[Work instruction]: The following data has a line with "Query: horizontal wooden board" and a line with "as point(273, 320).". Write out exactly those lines and all the lines between them.

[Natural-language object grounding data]
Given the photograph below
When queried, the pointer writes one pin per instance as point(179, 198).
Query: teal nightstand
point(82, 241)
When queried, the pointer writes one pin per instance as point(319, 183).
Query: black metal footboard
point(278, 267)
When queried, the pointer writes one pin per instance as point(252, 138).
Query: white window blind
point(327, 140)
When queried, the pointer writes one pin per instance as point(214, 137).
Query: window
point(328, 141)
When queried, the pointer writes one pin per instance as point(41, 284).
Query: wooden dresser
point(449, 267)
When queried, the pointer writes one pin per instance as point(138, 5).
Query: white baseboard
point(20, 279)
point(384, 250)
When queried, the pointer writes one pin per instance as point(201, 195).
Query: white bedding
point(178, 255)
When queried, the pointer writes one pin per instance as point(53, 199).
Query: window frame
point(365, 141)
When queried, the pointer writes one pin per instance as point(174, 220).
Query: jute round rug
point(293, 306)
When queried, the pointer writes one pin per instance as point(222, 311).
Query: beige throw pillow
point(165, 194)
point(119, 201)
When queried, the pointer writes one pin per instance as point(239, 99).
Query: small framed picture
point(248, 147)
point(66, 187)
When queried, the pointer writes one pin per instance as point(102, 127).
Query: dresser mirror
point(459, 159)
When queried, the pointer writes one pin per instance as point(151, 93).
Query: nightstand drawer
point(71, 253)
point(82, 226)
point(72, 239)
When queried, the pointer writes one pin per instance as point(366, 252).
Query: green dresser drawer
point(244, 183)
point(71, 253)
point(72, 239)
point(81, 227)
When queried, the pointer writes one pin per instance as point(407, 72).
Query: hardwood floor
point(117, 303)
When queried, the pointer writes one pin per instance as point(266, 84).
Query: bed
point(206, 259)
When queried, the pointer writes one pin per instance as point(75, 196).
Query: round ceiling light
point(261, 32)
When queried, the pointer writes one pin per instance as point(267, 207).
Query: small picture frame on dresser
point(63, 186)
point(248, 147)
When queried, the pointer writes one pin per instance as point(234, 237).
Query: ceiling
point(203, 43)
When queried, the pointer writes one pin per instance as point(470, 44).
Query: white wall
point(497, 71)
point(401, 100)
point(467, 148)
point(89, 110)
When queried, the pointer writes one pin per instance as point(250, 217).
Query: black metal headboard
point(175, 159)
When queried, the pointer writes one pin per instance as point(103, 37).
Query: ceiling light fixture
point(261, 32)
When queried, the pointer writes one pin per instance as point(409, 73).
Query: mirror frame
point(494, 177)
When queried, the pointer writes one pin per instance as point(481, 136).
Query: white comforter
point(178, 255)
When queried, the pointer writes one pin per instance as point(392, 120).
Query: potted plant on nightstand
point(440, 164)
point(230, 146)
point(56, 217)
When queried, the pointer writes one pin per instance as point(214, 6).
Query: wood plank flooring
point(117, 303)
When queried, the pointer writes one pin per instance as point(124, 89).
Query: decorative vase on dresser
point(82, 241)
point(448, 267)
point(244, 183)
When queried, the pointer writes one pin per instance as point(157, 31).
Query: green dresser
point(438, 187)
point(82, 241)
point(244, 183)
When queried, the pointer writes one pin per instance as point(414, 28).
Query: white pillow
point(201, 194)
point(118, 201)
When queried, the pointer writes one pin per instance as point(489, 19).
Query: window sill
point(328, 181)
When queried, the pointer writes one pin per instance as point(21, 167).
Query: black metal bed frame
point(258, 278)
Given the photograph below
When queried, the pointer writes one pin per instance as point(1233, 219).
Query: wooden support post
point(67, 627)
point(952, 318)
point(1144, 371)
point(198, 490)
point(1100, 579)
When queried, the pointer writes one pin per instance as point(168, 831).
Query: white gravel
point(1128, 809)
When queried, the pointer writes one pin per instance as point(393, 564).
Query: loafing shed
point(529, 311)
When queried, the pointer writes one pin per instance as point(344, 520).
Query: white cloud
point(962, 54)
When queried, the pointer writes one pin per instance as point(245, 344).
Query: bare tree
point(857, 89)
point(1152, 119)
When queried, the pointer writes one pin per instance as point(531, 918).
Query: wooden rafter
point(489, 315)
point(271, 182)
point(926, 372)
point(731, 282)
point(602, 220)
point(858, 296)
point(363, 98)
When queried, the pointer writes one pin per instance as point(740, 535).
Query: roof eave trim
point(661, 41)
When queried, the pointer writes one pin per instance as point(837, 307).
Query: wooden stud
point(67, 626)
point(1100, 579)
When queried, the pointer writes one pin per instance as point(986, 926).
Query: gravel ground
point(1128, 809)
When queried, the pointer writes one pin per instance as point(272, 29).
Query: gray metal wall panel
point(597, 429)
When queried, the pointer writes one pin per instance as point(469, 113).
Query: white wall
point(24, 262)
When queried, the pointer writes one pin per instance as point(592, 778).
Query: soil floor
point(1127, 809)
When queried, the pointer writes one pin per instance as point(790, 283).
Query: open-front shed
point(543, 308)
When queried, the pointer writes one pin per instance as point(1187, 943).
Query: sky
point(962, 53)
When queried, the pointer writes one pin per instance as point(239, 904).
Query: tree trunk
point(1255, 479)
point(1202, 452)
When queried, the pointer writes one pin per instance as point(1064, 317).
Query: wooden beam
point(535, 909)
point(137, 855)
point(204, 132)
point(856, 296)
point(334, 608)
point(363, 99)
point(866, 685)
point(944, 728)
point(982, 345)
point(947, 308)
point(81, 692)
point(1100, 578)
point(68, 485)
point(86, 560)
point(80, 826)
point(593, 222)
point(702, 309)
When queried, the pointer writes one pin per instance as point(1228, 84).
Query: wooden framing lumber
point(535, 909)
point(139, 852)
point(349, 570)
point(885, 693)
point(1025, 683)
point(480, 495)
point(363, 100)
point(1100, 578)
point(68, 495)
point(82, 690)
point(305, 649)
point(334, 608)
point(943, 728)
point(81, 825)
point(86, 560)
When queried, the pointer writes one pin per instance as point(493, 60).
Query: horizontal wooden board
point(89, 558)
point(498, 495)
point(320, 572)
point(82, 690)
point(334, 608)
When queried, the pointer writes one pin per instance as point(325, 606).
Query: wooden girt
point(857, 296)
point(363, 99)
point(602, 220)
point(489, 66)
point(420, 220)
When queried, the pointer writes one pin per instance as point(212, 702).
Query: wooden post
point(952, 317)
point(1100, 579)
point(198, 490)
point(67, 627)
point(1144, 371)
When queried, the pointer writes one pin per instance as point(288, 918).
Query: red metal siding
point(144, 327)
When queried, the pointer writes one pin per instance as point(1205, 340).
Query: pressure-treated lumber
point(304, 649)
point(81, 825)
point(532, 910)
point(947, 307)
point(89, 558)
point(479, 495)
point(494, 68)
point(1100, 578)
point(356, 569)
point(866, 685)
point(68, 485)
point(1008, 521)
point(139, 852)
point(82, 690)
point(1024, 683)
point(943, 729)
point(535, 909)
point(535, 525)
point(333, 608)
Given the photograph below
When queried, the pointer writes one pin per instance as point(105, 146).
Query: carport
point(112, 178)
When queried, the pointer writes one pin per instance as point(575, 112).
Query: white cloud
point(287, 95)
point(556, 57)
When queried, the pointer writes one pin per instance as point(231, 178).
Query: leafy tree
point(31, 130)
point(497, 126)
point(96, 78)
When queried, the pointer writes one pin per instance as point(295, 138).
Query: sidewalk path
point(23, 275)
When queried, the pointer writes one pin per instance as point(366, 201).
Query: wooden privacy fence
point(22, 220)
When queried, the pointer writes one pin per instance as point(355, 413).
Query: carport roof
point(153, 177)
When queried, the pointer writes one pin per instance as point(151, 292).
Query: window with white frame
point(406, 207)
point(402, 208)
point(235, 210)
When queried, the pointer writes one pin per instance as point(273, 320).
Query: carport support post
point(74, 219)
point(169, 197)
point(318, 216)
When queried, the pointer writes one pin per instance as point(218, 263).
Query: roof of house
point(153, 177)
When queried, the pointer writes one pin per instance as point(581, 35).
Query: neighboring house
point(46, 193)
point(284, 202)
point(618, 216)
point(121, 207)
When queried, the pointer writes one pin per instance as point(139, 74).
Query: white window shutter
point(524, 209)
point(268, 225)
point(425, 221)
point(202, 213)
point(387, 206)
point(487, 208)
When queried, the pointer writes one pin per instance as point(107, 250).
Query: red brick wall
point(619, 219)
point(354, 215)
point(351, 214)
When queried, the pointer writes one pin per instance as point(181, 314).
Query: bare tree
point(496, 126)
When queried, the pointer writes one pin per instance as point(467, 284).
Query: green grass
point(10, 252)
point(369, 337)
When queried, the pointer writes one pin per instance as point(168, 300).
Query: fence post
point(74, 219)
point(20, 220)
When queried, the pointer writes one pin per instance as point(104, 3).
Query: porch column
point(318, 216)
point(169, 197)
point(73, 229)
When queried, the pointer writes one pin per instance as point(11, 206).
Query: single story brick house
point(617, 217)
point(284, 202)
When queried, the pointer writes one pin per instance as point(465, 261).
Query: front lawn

[Exercise output]:
Query: horizontal wooden board
point(89, 558)
point(498, 495)
point(320, 572)
point(82, 690)
point(334, 608)
When queried, the pointer writes one pin per instance as point(325, 606).
Query: wooden girt
point(857, 296)
point(363, 99)
point(602, 220)
point(489, 66)
point(420, 220)
When queried, the pointer writes one pin per instance as point(212, 702).
Query: wooden post
point(952, 317)
point(1100, 579)
point(198, 490)
point(67, 627)
point(1144, 371)
When queried, the pointer writes one pin per instance as point(288, 918).
Query: red metal siding
point(144, 327)
When queried, the pointer writes one pin per instance as point(1205, 340).
Query: pressure-treated lumber
point(304, 649)
point(81, 825)
point(532, 910)
point(947, 307)
point(89, 558)
point(479, 495)
point(494, 68)
point(1100, 578)
point(356, 569)
point(866, 685)
point(68, 485)
point(1008, 521)
point(139, 852)
point(82, 690)
point(1024, 683)
point(943, 729)
point(535, 909)
point(535, 525)
point(333, 608)
Given the photograph below
When queried, the pointer writes one pin per instance as point(105, 146).
Query: carport
point(112, 178)
When queried, the pointer writes one pin per instance as point(575, 112).
Query: white cloud
point(287, 95)
point(556, 57)
When queried, the pointer writes one pin per instance as point(231, 178).
Query: leafy tree
point(31, 130)
point(497, 126)
point(96, 78)
When queried, the pointer writes one pin per instance as point(295, 138).
Query: sidewalk path
point(23, 275)
When queried, the pointer writes one pin per instance as point(366, 201).
Query: wooden privacy fence
point(22, 220)
When queried, the pointer writes one pin per instance as point(355, 413).
Query: carport roof
point(153, 177)
When queried, the pointer writes one pin per instance as point(151, 292).
Query: window with white frame
point(406, 207)
point(402, 208)
point(235, 210)
When queried, the pointer writes one pin per instance as point(273, 320).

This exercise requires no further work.